WORK INSTRUCTION: The lines from the one holding "Find every frontmost" to the final line of the listing below are to be duplicated exactly, with both ends included and pictures omitted.
=======
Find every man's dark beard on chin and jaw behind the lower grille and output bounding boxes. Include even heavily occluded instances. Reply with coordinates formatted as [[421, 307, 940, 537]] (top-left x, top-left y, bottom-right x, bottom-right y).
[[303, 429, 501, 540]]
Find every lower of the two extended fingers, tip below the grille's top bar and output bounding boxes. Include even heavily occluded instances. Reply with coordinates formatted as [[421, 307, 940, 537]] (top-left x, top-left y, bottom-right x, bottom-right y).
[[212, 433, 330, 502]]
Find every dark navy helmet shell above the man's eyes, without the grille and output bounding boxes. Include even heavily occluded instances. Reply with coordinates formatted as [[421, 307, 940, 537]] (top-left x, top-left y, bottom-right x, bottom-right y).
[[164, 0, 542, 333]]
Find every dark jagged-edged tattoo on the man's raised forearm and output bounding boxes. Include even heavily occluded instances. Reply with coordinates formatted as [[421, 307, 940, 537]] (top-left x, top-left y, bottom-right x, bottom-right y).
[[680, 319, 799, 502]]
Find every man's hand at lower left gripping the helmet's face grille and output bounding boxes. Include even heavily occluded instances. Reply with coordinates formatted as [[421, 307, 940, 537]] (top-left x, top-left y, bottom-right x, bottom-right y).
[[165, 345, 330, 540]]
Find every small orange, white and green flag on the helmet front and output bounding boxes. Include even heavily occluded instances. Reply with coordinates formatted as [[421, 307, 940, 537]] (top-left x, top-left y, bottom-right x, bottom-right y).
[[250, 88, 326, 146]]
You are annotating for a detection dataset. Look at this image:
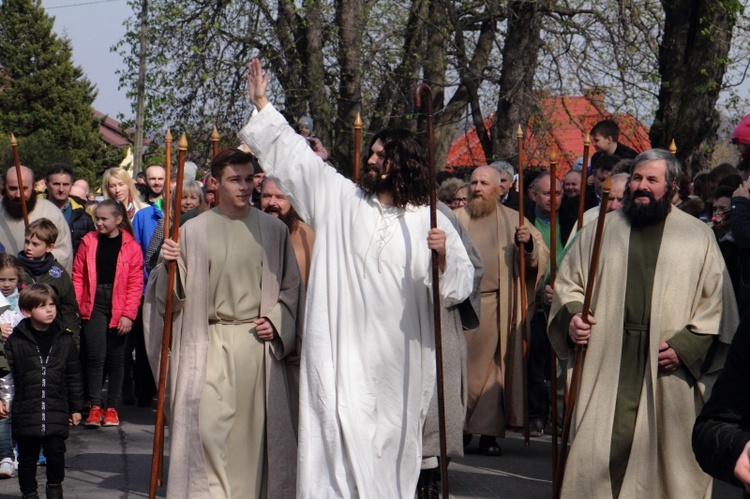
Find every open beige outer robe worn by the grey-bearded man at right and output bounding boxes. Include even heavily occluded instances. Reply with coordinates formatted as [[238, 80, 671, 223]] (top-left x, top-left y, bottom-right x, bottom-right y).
[[549, 209, 738, 499]]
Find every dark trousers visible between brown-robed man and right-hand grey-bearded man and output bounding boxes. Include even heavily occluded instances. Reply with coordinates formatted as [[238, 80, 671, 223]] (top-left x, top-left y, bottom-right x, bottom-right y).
[[527, 312, 550, 422]]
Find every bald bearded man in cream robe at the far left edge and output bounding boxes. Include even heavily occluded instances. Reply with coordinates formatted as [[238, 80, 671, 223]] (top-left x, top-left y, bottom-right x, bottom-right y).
[[0, 166, 73, 272]]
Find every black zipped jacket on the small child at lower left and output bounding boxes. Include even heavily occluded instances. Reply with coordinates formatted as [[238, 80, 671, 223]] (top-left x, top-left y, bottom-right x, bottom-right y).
[[5, 319, 83, 439]]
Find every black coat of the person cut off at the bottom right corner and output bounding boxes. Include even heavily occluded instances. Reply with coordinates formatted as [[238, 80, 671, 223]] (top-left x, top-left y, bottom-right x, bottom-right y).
[[693, 310, 750, 487]]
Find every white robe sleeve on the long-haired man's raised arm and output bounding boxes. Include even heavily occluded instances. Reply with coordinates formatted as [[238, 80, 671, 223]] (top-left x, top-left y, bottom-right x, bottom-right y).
[[239, 104, 357, 229]]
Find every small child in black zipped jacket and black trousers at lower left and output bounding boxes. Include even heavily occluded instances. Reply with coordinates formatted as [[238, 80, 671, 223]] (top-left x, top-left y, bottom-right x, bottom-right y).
[[0, 284, 83, 499]]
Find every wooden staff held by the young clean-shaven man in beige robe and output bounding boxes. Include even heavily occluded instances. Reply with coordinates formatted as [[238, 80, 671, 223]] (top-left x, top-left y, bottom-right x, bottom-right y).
[[148, 132, 187, 499]]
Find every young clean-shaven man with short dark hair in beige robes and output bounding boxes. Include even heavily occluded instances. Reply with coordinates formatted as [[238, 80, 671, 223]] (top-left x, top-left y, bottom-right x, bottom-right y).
[[144, 150, 302, 499]]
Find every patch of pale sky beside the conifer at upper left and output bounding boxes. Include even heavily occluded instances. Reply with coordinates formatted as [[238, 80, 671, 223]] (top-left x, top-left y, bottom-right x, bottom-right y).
[[42, 0, 135, 118]]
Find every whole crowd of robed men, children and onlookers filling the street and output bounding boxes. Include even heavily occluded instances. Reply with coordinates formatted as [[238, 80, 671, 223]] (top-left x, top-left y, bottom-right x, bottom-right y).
[[0, 56, 750, 498]]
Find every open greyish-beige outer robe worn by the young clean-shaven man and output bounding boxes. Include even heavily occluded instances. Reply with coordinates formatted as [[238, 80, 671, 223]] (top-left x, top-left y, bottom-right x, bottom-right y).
[[143, 209, 302, 499]]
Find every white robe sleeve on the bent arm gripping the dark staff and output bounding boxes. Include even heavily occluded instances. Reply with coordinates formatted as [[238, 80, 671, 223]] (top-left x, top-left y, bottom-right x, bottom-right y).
[[432, 212, 474, 307]]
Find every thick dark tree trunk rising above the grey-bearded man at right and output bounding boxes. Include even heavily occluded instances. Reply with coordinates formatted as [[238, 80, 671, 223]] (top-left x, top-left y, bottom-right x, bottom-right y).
[[649, 0, 741, 172]]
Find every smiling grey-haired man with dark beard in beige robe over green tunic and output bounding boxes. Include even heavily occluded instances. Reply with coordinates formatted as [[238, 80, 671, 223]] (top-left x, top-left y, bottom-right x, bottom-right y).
[[549, 149, 738, 498]]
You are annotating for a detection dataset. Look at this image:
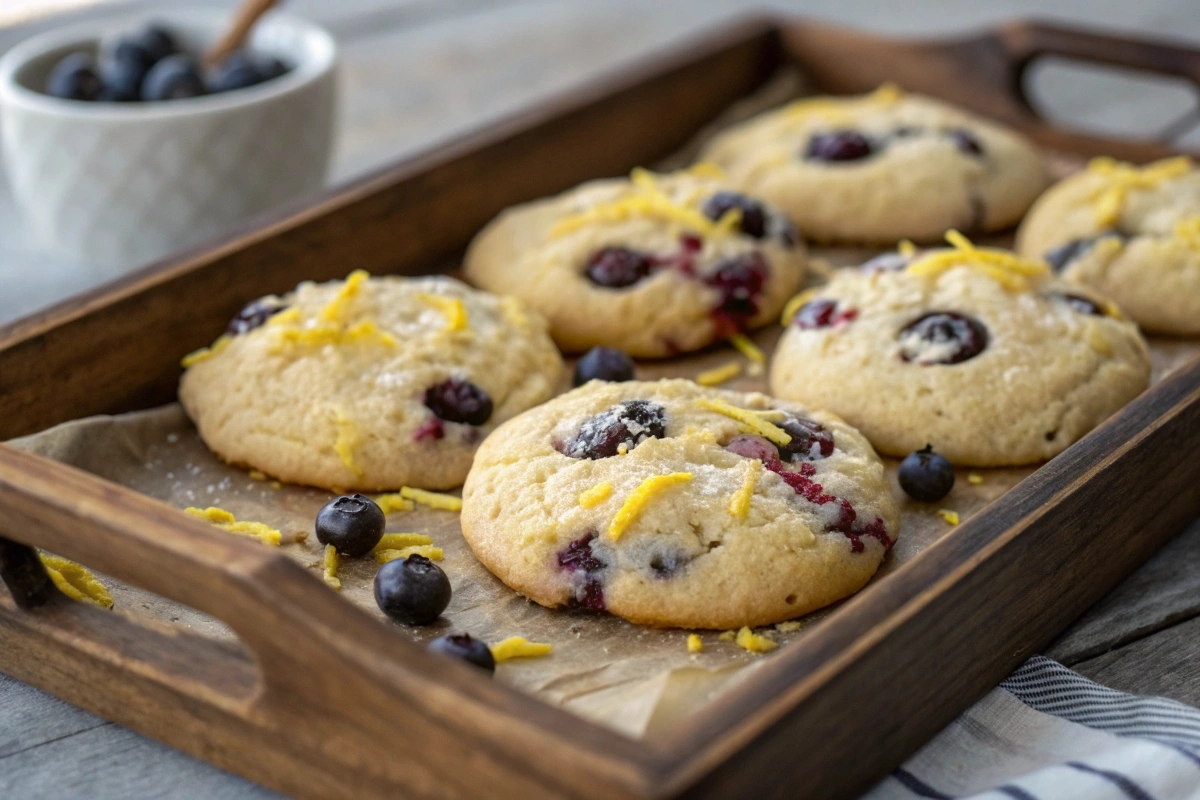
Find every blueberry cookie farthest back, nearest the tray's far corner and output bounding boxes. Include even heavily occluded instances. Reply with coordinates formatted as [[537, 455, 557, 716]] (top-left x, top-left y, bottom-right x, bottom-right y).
[[702, 85, 1049, 246]]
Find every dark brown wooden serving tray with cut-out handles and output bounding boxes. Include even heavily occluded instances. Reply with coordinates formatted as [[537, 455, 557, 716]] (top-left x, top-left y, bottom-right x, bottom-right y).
[[0, 14, 1200, 798]]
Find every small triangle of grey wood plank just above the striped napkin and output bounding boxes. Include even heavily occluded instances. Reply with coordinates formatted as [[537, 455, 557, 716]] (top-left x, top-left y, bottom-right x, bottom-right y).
[[1074, 619, 1200, 705]]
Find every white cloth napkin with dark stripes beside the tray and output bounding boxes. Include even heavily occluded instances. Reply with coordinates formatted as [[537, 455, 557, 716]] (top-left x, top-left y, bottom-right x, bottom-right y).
[[864, 656, 1200, 800]]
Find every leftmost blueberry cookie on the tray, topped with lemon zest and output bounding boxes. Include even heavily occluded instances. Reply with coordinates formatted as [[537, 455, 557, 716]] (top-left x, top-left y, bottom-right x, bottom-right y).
[[179, 271, 563, 491]]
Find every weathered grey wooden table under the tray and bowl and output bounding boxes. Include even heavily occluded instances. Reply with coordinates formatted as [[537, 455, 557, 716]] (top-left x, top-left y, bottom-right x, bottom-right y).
[[0, 0, 1200, 800]]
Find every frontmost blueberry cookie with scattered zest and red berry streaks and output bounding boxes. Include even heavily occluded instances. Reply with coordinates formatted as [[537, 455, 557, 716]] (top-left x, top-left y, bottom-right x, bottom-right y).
[[462, 380, 900, 628]]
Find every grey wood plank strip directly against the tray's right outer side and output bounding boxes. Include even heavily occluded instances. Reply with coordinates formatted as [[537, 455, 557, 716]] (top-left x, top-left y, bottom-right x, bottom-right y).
[[1045, 521, 1200, 667]]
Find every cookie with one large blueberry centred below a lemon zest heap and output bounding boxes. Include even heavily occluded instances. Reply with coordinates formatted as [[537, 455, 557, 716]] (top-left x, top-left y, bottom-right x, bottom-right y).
[[770, 231, 1150, 467]]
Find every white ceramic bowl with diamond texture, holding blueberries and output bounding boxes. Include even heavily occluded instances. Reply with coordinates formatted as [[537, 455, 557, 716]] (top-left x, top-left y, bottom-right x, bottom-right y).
[[0, 8, 337, 277]]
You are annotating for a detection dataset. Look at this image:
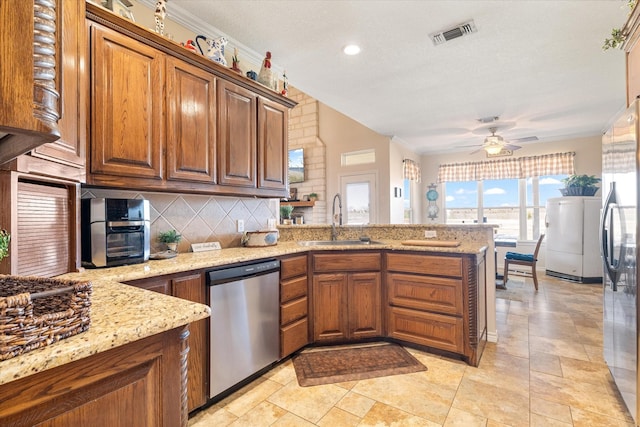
=======
FINISHED TASK:
Find every frontmost blueberry cookie with scattered zest and red berry streaks and output bounding boxes. Include even heavily occluded instances. Reply with coordinates formatted as [[537, 455, 557, 716]] (top-left x, top-left y, bottom-right x, bottom-right y).
[[462, 380, 900, 628]]
Find every grey wood plank strip directly against the tray's right outer side and output bounding boxes. Include even heavily occluded instances. Reply with coordinates formatted as [[537, 455, 557, 716]] (top-left x, top-left y, bottom-right x, bottom-right y).
[[1045, 521, 1200, 667]]
Find every cookie with one large blueberry centred below a lemon zest heap and output bounding boxes. Include even heavily occluded instances. Reply with coordinates formatted as [[537, 455, 557, 716]] (top-left x, top-left y, bottom-right x, bottom-right y).
[[770, 231, 1150, 467]]
Find every white ceramic bowl with diamond texture, holding blueberries and output bounding boxes. Include even heavily occluded instances. Reply with coordinates formatted as [[537, 455, 557, 716]] (top-left x, top-left y, bottom-right x, bottom-right y).
[[0, 8, 337, 277]]
You are annotating for a detection dataset. Look at this image:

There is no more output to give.